- [Required tasks]
1 > Which questions appear in the paragraph of the piece on suffering below that begins "That's hard to believe sometimes"? List all of them.
2 > Continue the piece on suffering below, starting right after its final sentence.

[Source passage — start]

For Our Good and His Glory

We all suffer at times. We all go through hardship, experience pain and grief, carry the weight of how people have hurt us in the past. No one is exempt from this in a sinful world. Yet, as Romans 8 teaches, God not only looks out for us and teaches us, but "we know that in all things God works all things out for the good of those who love Him, who have been called according to his purpose" (verse 28).

 

That's hard to believe sometimes. In all things? Even in the pain and heartache of broken relationships and being sinned against? Even in our sins? Even in abuse?

 

It's true. In all things, ALL things, God works it all out for good. How? I'm still not always sure how, but I've seen some clear examples, and He's so good! We will have trouble in this world, but God will bless us for our faith in Him when we endure. At times, that may just mean heavenly blessings, but I've seen a lot of earthly blessings poured out as well. Credit where credit is due, that's all God.

[Source passage — finish]
[Data for review — start]

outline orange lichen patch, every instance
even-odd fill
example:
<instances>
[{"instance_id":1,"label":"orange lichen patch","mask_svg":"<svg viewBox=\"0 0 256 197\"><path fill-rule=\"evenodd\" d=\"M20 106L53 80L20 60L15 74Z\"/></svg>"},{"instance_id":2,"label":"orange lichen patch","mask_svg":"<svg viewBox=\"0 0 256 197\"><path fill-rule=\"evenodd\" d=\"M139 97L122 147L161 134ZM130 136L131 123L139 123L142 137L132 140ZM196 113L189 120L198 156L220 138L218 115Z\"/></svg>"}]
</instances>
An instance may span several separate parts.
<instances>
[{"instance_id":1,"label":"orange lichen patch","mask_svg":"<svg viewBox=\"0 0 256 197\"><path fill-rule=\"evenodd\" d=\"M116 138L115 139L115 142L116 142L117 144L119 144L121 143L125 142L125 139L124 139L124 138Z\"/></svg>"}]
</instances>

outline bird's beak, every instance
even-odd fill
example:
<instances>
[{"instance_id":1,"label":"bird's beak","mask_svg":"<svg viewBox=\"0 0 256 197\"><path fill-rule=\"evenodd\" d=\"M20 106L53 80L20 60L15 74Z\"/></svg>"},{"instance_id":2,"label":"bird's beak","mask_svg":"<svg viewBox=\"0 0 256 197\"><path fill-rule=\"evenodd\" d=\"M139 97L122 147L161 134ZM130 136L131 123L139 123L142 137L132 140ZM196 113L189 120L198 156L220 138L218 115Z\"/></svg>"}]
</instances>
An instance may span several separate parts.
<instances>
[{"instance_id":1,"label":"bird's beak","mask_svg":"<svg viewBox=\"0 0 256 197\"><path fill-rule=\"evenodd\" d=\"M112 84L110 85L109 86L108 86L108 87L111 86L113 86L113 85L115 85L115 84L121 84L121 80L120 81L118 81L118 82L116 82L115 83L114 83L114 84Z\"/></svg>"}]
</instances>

[Data for review — finish]

- [Responses for each task]
1 >
- In all things?
- Even in the pain and heartache of broken relationships and being sinned against?
- Even in our sins?
- Even in abuse?

2 >
Sometimes it's a friend to lean on when you're going through a difficult time. It could just be a shoulder to cry on, or maybe it's someone you hadn't heard from in a while checking on you to see how things are going and how they can be praying for you. I've received both, and they're huge blessings during hard times. Even more so, when groups of people know what you're going through and are praying for you? You can move mountains with that kind of support. I've pretty recently been on the receiving end of a LOT of prayer, and I've had peace that makes no sense when I should be a broken-down disaster (by the world's standards, of course), strength to do what's right and necessary, and hope for a future I never thought I'd see while still facing an insurmountable (that is, by my own strength) heap of unknowns and an insane amount of pain to heal from, but God's already started that work in me.

 

Other times, it's financial help you weren't expecting. I've had money show up that I have no idea where it came from. Bills have been paid when there wasn't enough in the account, and we never over-drafted. Help paying for a vehicle showed up in an unexpected way. A church support fund provided for some necessary work on our house. God is a provider, and He has the capacity to provide no matter the circumstances. I've seen that first hand. How He provides won't always look the same, as God likes to mix it up sometimes to keep us on our toes, but He's faithful to give what we need. Shoot, years ago someone at church (to this day I have no idea who) saw that my family needed a new vehicle and they bought us a van! Who does that? God does, by working through people and situations you never would've seen coming.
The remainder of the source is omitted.